**THE TASK:** Copy the lines below, swapping "marker" for "dot" wherever it appears and leaving everything else the same.

**RAW RECORDS:**
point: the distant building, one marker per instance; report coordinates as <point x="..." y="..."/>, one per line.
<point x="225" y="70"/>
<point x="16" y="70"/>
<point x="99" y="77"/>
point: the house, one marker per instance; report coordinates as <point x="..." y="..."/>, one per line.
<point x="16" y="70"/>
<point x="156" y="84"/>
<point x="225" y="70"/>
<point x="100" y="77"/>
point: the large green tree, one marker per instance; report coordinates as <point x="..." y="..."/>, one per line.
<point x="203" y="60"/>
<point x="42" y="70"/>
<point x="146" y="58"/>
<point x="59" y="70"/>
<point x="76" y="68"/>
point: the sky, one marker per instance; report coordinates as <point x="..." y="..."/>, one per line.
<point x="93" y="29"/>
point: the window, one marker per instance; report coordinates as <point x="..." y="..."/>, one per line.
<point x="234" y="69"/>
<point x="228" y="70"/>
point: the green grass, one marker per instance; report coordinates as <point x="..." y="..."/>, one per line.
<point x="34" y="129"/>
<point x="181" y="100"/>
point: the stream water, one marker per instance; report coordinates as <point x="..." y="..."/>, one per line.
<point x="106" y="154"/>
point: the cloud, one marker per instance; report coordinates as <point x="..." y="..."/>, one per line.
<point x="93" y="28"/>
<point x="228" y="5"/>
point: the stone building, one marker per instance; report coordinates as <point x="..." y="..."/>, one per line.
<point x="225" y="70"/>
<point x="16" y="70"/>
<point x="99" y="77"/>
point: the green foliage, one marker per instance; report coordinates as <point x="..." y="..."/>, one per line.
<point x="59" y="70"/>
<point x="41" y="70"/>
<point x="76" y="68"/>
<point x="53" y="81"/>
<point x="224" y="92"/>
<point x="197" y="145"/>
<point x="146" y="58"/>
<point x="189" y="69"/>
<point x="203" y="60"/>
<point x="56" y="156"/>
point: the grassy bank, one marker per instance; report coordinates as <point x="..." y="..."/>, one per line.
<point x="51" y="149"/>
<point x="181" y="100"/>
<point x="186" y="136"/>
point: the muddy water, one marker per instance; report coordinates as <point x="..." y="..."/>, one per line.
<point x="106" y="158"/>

**EXERCISE RESPONSE:**
point: the distant building, one dot per instance; report coordinates as <point x="..." y="..."/>, one per line.
<point x="225" y="70"/>
<point x="16" y="70"/>
<point x="99" y="77"/>
point: the house, one dot per instance; report coordinates as <point x="..." y="..."/>, one per line.
<point x="16" y="70"/>
<point x="156" y="84"/>
<point x="225" y="70"/>
<point x="100" y="77"/>
point: the large green tree, one dot per instance; report coordinates as <point x="..." y="..."/>, one per line.
<point x="203" y="60"/>
<point x="42" y="70"/>
<point x="146" y="58"/>
<point x="59" y="70"/>
<point x="76" y="68"/>
point: the sky, one dot per instance; report coordinates as <point x="..." y="..."/>, one per line.
<point x="93" y="29"/>
point: the window, one dot per instance; report coordinates as <point x="..." y="..."/>, one per line.
<point x="234" y="69"/>
<point x="228" y="70"/>
point: the green grass, one dot per instance; report coordinates as <point x="..." y="..."/>, one per line.
<point x="34" y="129"/>
<point x="181" y="100"/>
point: the stream water, one dot per instance; report coordinates as <point x="..." y="..."/>, one per line.
<point x="106" y="154"/>
point: the cloud, one dot per instance; report coordinates as <point x="..." y="..."/>, one per line.
<point x="93" y="28"/>
<point x="228" y="5"/>
point: the stone building, one dot per instance; report coordinates as <point x="..." y="..."/>, one per line.
<point x="225" y="70"/>
<point x="16" y="70"/>
<point x="99" y="77"/>
point: the green foliage, one dot per instance; report coordinates as <point x="..." y="..."/>, one per line.
<point x="59" y="70"/>
<point x="41" y="70"/>
<point x="76" y="68"/>
<point x="53" y="81"/>
<point x="224" y="92"/>
<point x="197" y="145"/>
<point x="146" y="58"/>
<point x="189" y="69"/>
<point x="203" y="60"/>
<point x="56" y="156"/>
point: the grassy bank, one dot per instance; report coordinates as <point x="..." y="..."/>, one per line.
<point x="51" y="149"/>
<point x="181" y="100"/>
<point x="186" y="136"/>
point: the muddy water, one dot per instance; report coordinates as <point x="..." y="..."/>, one per line.
<point x="106" y="158"/>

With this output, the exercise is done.